(Dataset entries)
═══

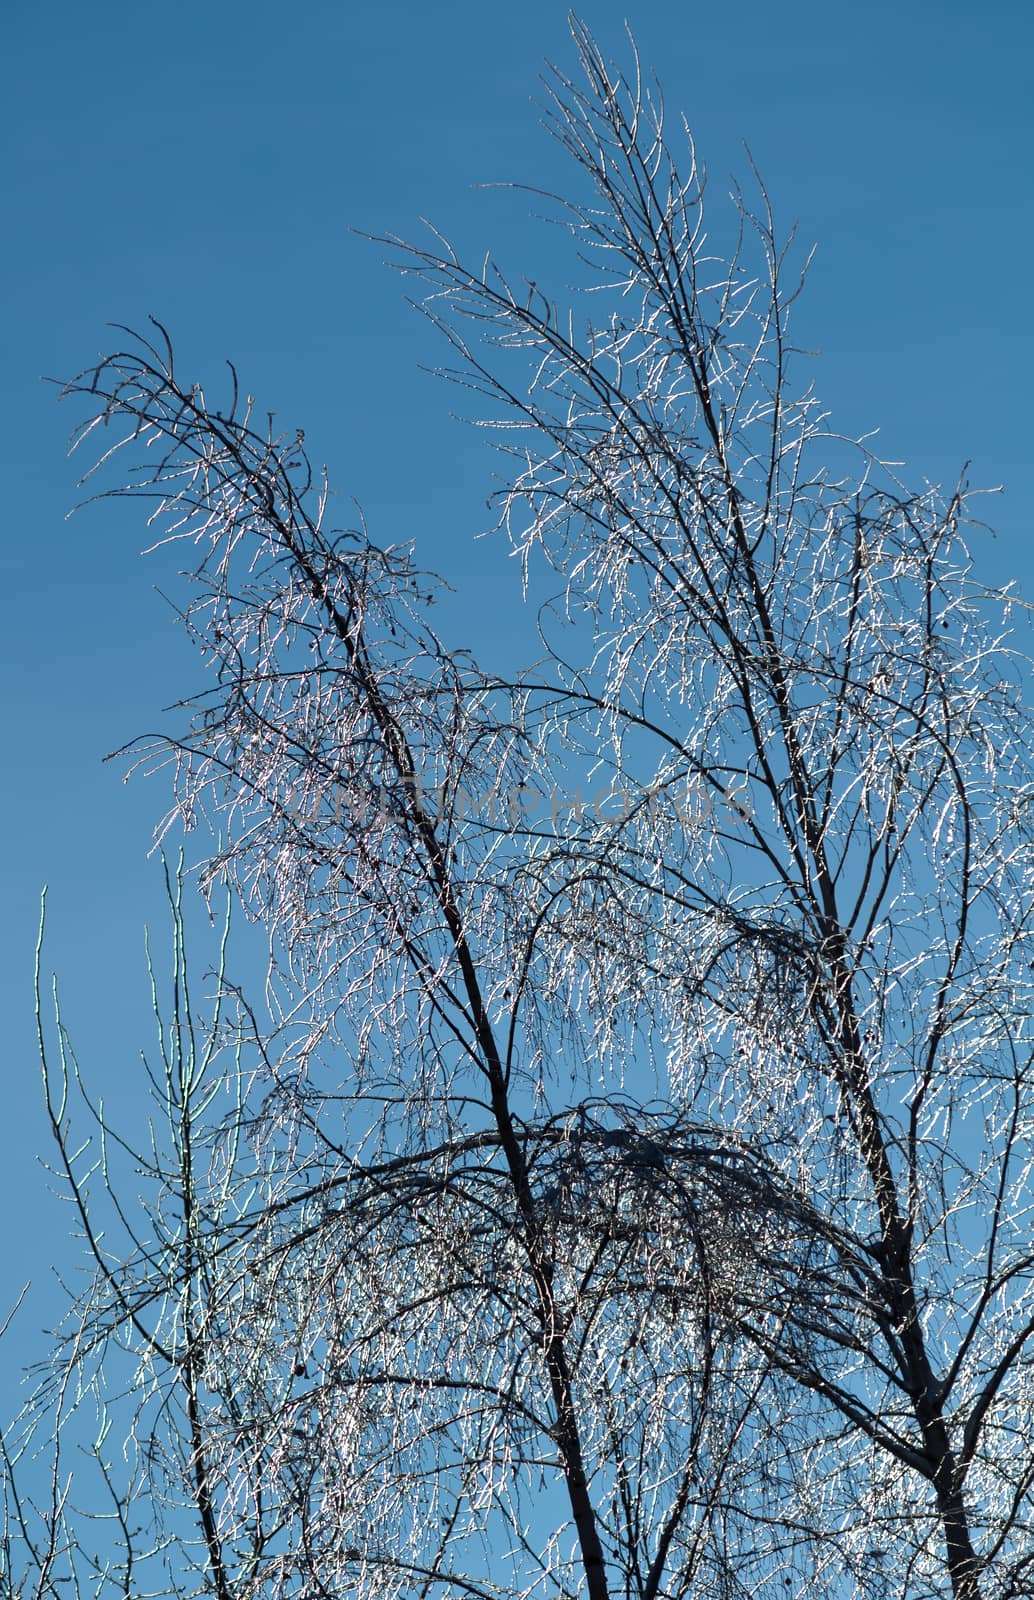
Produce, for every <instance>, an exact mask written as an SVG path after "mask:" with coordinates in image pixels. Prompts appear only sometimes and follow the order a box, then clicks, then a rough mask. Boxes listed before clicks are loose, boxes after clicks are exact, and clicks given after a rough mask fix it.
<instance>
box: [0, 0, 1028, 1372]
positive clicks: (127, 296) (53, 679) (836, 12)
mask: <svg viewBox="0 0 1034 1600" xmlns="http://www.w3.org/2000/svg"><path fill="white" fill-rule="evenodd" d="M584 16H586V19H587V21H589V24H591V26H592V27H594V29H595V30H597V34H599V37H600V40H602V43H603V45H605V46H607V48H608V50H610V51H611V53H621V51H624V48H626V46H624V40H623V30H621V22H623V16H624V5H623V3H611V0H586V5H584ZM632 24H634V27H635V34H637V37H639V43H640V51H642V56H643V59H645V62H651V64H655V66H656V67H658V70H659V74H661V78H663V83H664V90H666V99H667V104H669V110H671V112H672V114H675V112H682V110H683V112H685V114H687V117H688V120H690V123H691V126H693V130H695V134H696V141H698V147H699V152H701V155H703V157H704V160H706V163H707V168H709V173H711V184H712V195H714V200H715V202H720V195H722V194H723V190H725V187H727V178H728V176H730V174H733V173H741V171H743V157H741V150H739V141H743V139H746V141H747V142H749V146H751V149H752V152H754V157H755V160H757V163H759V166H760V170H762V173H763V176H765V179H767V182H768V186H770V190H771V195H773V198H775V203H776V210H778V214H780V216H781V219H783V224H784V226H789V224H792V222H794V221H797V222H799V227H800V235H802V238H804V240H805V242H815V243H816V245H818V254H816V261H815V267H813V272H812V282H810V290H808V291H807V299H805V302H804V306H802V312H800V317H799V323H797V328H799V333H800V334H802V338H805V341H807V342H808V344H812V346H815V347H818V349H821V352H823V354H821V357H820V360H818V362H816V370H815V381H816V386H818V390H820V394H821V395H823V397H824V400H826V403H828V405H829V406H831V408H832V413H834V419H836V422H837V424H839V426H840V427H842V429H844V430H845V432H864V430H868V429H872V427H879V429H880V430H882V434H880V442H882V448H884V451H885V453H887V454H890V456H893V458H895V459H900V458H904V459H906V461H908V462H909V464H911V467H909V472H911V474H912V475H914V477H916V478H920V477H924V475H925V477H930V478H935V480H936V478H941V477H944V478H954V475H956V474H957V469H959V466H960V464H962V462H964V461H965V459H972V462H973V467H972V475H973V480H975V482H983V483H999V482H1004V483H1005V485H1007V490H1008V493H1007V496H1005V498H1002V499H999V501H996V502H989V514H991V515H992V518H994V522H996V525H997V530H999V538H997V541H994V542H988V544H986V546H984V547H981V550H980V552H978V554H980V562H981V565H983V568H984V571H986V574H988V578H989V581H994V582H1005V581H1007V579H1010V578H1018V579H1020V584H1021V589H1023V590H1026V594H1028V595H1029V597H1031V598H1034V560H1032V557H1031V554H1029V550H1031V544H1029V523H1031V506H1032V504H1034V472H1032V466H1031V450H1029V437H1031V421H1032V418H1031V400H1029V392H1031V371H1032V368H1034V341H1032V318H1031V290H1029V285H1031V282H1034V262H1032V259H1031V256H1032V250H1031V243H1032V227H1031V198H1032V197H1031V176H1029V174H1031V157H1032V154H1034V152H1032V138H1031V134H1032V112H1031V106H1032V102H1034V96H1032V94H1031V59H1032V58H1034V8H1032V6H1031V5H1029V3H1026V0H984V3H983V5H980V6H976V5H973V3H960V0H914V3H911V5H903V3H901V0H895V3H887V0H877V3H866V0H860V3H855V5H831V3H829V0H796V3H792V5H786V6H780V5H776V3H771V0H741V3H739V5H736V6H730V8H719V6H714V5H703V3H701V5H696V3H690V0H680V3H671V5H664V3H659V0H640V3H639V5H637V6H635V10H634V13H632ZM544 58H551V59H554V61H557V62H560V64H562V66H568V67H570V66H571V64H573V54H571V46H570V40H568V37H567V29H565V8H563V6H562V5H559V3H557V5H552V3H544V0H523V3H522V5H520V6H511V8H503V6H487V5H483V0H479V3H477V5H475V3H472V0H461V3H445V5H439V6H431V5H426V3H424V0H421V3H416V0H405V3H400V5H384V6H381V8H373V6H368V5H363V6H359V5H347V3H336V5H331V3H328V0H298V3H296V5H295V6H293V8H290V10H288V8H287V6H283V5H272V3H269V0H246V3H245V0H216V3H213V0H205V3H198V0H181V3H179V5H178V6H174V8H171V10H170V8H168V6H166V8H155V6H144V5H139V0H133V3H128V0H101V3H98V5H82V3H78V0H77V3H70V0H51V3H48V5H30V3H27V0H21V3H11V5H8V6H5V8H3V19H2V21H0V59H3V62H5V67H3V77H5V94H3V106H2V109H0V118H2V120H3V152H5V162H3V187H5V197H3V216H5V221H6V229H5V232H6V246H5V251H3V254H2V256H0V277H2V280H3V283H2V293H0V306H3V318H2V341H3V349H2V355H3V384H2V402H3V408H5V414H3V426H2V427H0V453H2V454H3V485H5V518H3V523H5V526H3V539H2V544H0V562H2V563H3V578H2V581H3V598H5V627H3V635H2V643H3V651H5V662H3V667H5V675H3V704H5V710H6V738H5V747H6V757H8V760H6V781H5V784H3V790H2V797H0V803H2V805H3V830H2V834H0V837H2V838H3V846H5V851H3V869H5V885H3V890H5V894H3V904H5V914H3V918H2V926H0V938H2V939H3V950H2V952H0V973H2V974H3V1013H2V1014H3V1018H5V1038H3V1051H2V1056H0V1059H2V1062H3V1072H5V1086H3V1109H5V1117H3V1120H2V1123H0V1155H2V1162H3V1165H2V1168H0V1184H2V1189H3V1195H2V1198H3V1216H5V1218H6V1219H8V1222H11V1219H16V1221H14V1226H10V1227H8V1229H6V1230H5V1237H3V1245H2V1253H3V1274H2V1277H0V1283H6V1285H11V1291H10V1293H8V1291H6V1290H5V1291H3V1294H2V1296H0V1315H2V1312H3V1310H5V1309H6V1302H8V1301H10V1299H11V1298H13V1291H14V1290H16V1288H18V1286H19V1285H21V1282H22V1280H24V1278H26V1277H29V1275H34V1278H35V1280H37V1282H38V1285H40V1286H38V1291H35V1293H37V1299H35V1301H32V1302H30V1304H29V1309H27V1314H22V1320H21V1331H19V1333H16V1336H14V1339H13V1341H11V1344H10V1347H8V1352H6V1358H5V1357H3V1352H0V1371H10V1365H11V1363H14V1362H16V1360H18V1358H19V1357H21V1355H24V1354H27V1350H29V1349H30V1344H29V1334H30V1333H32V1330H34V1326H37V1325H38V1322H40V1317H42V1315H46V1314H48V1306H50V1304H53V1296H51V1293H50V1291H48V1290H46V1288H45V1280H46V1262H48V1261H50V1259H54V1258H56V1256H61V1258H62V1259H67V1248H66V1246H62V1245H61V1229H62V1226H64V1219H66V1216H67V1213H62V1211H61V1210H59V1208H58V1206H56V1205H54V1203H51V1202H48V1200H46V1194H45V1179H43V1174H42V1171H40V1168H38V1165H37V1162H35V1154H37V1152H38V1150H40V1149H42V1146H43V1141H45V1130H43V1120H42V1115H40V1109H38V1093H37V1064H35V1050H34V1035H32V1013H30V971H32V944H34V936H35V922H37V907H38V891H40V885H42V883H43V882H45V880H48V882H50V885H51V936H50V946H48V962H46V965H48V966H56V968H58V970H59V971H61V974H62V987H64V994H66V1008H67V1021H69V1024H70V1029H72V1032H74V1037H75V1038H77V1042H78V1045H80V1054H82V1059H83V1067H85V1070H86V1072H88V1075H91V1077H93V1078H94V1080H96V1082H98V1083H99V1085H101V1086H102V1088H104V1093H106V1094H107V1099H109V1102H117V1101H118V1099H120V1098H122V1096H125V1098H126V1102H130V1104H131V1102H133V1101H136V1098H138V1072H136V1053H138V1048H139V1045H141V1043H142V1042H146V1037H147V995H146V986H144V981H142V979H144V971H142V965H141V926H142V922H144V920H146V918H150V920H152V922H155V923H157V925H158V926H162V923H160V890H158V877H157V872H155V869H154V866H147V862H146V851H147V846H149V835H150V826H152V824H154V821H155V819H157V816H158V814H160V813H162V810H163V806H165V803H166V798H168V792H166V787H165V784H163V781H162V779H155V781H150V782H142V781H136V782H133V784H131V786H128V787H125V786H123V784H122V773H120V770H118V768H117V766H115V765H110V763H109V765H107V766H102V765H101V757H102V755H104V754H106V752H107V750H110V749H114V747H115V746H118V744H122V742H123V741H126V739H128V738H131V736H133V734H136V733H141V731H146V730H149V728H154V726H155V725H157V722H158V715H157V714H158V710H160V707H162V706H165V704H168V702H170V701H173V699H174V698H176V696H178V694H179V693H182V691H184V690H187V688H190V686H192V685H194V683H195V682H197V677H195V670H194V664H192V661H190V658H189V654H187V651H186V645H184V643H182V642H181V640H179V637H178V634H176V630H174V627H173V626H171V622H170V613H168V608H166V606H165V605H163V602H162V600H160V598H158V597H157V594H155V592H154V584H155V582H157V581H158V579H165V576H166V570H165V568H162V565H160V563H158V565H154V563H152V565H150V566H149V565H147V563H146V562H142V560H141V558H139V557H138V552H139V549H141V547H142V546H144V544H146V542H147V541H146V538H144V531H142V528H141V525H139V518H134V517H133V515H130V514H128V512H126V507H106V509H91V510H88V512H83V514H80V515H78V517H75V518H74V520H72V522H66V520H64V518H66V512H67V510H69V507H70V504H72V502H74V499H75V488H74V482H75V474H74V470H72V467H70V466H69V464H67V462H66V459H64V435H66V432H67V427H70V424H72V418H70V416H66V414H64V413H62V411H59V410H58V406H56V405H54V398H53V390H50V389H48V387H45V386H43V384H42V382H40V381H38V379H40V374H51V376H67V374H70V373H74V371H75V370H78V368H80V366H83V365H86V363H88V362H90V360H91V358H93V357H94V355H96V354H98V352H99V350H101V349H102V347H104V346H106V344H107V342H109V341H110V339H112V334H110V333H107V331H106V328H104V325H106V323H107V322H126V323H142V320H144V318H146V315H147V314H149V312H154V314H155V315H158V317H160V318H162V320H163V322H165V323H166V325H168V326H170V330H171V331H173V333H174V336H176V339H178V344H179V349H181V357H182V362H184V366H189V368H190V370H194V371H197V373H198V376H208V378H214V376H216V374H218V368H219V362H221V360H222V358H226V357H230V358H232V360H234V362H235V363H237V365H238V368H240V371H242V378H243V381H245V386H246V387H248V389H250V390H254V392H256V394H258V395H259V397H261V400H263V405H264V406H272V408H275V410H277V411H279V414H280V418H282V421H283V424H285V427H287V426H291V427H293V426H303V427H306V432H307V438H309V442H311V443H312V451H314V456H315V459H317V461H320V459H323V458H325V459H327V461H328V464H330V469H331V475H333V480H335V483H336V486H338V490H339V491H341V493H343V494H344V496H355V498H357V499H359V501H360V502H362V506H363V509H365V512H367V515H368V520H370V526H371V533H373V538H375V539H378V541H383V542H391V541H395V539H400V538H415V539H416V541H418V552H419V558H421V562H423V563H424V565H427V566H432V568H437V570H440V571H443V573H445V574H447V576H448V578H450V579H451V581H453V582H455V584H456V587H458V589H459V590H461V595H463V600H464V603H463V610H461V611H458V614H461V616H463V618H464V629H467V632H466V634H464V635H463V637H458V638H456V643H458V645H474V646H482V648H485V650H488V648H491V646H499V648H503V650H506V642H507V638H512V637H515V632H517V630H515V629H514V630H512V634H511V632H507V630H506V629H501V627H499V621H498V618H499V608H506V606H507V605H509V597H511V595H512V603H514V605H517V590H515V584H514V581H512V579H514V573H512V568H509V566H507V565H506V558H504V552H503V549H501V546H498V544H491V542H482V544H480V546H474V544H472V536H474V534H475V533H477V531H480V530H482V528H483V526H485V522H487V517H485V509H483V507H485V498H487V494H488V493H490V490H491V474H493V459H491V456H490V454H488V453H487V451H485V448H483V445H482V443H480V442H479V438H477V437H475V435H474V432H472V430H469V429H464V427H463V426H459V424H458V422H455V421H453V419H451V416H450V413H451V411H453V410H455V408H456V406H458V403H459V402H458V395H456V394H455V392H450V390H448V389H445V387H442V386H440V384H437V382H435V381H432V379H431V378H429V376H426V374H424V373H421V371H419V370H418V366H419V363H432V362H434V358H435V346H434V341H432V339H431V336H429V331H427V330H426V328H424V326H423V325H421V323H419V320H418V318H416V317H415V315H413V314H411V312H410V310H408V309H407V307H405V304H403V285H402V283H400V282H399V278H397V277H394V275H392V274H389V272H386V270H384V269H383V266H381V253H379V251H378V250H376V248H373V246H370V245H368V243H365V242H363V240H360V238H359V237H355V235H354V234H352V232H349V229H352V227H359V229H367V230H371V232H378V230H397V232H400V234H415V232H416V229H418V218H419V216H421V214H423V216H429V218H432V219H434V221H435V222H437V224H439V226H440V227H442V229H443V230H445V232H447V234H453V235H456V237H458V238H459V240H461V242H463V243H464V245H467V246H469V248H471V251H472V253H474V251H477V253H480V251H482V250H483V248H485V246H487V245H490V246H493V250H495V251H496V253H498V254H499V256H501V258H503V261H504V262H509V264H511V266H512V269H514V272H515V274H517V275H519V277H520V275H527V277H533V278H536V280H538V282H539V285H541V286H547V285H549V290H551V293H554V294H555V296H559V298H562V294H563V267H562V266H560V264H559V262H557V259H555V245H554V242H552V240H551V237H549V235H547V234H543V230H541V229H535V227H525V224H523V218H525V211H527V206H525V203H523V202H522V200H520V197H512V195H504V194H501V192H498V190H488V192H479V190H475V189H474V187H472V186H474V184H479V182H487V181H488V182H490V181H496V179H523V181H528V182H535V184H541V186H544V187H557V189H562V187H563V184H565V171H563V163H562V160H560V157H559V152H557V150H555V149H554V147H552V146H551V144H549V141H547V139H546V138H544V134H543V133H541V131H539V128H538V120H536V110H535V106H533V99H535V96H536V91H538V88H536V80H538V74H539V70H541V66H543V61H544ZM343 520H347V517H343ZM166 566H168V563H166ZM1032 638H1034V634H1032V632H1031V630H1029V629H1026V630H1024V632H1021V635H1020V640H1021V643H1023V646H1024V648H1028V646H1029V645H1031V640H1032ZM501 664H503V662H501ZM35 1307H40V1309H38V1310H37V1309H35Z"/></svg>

═══

**The problem**: Find each line in the rows above that contains the string "clicks" and copy it out in full.

**Answer for this exercise**:
Produce, for every <instance>, an exact mask written as an SVG path after "mask:" with coordinates in image pixels. Prompts appear only sometimes and follow the order a box, then clicks, then a rough mask. Boxes listed before clicks are loose, boxes after clicks are exact, and clicks given after a rough mask fix it.
positive clicks: (127, 296) (53, 679) (836, 12)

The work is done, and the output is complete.